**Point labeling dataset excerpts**
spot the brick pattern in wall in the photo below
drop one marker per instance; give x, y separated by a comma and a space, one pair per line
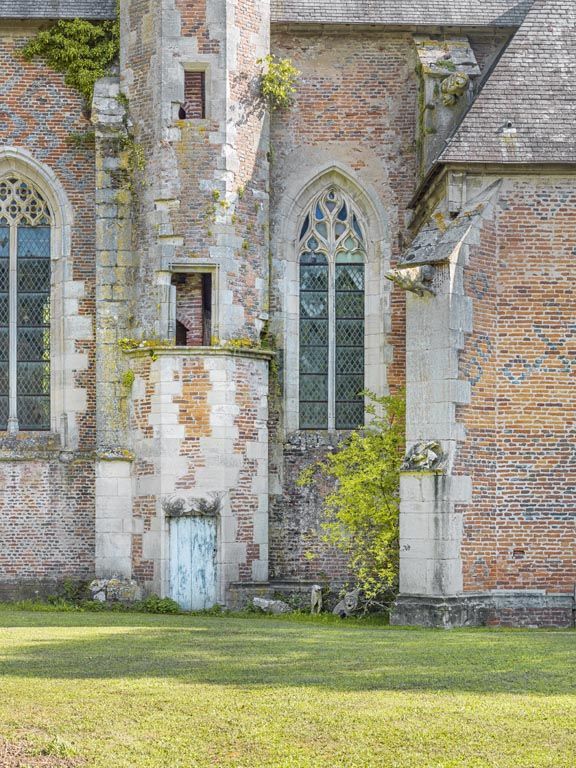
46, 505
41, 115
46, 520
355, 106
193, 17
194, 105
519, 531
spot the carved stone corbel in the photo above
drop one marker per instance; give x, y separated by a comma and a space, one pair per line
417, 280
203, 506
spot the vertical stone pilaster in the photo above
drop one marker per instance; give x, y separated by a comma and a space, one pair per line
115, 280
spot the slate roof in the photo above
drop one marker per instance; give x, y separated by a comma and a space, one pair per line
439, 239
57, 9
526, 111
469, 13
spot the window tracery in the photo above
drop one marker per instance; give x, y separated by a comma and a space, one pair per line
332, 256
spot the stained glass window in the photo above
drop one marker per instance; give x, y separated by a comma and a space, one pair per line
24, 307
332, 255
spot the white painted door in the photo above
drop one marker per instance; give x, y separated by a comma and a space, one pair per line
192, 562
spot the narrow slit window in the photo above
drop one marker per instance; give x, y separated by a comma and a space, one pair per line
332, 256
193, 309
194, 106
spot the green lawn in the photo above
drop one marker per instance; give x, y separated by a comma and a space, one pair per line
121, 690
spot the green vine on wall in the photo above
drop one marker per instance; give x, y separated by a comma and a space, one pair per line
278, 82
82, 50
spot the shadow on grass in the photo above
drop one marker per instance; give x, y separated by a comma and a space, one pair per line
255, 652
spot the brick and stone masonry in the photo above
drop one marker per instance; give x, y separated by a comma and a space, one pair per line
166, 219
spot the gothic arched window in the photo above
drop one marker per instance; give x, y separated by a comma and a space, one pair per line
25, 222
331, 256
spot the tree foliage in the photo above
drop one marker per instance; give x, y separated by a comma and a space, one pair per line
82, 50
361, 515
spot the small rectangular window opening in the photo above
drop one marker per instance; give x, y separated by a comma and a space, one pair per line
193, 309
194, 106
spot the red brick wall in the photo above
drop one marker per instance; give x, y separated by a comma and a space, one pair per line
521, 360
193, 16
189, 308
356, 104
46, 520
46, 505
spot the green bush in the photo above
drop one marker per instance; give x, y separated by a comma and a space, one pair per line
361, 515
155, 604
278, 82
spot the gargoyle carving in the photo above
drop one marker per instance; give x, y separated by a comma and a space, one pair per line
178, 506
417, 280
454, 86
425, 455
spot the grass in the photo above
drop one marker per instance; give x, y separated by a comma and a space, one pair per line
146, 691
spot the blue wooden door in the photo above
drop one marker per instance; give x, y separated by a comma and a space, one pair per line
192, 562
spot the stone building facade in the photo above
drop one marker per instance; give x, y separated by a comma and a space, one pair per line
192, 301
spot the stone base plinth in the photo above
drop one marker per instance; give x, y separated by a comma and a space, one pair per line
507, 609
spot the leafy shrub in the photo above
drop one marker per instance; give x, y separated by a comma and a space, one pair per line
278, 82
83, 50
361, 516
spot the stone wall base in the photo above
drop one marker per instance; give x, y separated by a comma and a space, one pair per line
506, 609
38, 589
239, 595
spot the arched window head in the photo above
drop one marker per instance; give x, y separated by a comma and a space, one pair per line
332, 253
25, 221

**Work instructions**
Put the records from the line that contains "spot the grass in the photo above" through the end of the records into a two-column CSV with one row per record. Name the columns "prompt" and "points", put each record's text and its answer in one quoted field each, and replace line breaks with spaces.

**Answer in full**
prompt,points
"spot the grass in the photo above drop one marker per instance; give x, y separated by a comma and a space, one pair per line","146, 691"
"spot the blue wooden door in the photo above drop one marker per instance; give x, y separated by a comma and a space, one pair per line","192, 562"
"spot the stone building facade in the photo above drop one marker per instance; give x, y separated by a comma and a space, one pair per line","192, 301"
"spot the stone base plinth in the photo above drop one marker per instance; give x, y separated by a comma and a space, one pair per line","507, 609"
"spot the leafy shrub in the photo above drop one marker per instance; give x, y separated by a comma and a space, one pair per line","278, 82 83, 50 361, 516"
"spot the stone wall base in the photo above drop one marker per instance; give x, y separated by a comma and a space, one pair per line","506, 609 38, 589 239, 595"
"spot the arched window head in the photo above drop one marker per instance; give x, y separated by a comma and a space, one pair per line","332, 253 25, 221"